- [Work order A]
Summarize the election commentary in two sentences.
- [Work order B]
Copy the part of the election commentary starting at "Trump’s reelection campaign" and ending at "against Hillary Clinton.".

One is to look at the eight or so swing states that matter most in terms of who will win in the Electoral College and see it, as Politico did recently, a “battleground haunted by the ghosts of 2016.” The other was advanced by Republican pollster Patrick Ruffini. “It’s pretty simple,” he tweeted. “Biden leads by 7 in the polling averages. Accounting for uncontested races, Dems won the midterms by 7. Trump approval has been pretty much a flat line for 3.5 years. We don’t need to make this more complicated than it is.”
The case for Ruffini’s view: Biden has been in the lead for months now. Trump, the incumbent, is running out of opportunities to fundamentally change this dynamic. The Republican convention, which went as well as could reasonably be expected, did not do so. It may be asking too much to expect the debates to be the game-changer. The national right track/wrong track numbers are dismal and there would seem to be more than enough pressing national problems — a pandemic, economic downturn, civil unrest — to wipe out the 80,000-vote Trump lead in Pennsylvania, Michigan and Wisconsin from four years ago. In some reputable polls, Trump is not in fact especially competitive in any of these states.
Trump’s reelection campaign doesn’t quite have the same doomed feel as George H.W. Bush’s in 1992, or the similarly depressing efforts by Bob Dole in 1996 or John McCain in 2008. But it is close. Biden has so far been impervious to the kitchen sink approach — the radical liberal in the pocket of Wall Street, the soft-on-crime supporter of mass incarceration, the foreign policy weakling who votes for endless wars — that worked against Hillary Clinton.

- [Provided records]
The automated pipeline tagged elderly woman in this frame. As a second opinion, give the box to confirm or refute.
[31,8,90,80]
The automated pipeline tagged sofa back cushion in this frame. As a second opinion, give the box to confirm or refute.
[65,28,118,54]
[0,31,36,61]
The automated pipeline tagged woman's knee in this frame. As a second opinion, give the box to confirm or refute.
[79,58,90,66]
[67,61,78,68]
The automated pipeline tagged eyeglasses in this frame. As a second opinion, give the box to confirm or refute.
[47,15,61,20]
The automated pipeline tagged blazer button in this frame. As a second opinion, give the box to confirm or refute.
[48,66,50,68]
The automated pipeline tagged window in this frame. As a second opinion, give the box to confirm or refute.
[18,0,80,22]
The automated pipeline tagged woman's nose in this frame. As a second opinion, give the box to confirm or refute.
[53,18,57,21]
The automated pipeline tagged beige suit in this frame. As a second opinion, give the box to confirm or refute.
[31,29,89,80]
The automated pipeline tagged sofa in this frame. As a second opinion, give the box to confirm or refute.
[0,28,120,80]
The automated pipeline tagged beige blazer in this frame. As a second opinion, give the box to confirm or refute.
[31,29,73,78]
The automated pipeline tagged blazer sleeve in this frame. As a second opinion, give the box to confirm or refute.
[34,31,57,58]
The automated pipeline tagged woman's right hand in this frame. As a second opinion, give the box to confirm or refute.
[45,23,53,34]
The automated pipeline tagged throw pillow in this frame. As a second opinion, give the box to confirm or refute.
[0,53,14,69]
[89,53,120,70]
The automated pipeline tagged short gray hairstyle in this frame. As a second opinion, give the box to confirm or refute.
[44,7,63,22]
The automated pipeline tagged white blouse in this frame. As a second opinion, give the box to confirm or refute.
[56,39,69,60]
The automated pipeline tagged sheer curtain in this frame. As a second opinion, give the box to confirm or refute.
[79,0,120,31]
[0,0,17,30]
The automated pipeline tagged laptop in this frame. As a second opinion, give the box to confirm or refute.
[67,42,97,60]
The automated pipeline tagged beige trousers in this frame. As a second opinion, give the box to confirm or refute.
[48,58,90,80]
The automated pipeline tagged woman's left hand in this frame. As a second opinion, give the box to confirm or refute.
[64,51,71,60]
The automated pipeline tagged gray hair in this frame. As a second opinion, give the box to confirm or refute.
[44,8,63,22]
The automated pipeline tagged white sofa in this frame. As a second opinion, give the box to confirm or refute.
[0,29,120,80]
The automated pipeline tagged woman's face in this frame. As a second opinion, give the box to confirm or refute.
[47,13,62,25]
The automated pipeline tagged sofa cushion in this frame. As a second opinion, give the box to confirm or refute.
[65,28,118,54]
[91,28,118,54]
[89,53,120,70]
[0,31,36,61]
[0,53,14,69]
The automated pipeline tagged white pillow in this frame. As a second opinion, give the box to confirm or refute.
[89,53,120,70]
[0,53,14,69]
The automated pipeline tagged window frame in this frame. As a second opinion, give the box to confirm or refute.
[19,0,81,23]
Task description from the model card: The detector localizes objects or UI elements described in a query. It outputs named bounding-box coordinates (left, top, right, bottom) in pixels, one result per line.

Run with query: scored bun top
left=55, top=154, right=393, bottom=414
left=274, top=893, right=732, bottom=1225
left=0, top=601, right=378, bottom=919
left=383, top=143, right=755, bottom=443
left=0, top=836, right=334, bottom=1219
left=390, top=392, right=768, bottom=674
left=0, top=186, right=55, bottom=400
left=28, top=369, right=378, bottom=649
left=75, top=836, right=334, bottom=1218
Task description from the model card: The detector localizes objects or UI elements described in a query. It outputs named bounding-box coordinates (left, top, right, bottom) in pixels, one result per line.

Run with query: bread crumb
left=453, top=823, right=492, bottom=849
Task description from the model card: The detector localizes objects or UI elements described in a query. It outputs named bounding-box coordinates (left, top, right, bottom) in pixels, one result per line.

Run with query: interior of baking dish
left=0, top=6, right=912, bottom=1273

- [Exercise response A]
The commentary describes two ways of viewing the contest between Trump and Biden: one treats the key swing states as a battleground haunted by the ghosts of 2016, and the other, from Republican pollster Patrick Ruffini, holds that Biden's 7-point polling lead, the Democrats' 7-point midterm margin and Trump's flat approval make the race simple. In support of Ruffini's view, it notes that Biden has led for months, that the Republican convention did not change that dynamic, and that Trump's campaign comes close to the doomed feel of the efforts by George H.W. Bush in 1992, Bob Dole in 1996 and John McCain in 2008.

- [Exercise response B]
Trump’s reelection campaign doesn’t quite have the same doomed feel as George H.W. Bush’s in 1992, or the similarly depressing efforts by Bob Dole in 1996 or John McCain in 2008. But it is close. Biden has so far been impervious to the kitchen sink approach — the radical liberal in the pocket of Wall Street, the soft-on-crime supporter of mass incarceration, the foreign policy weakling who votes for endless wars — that worked against Hillary Clinton.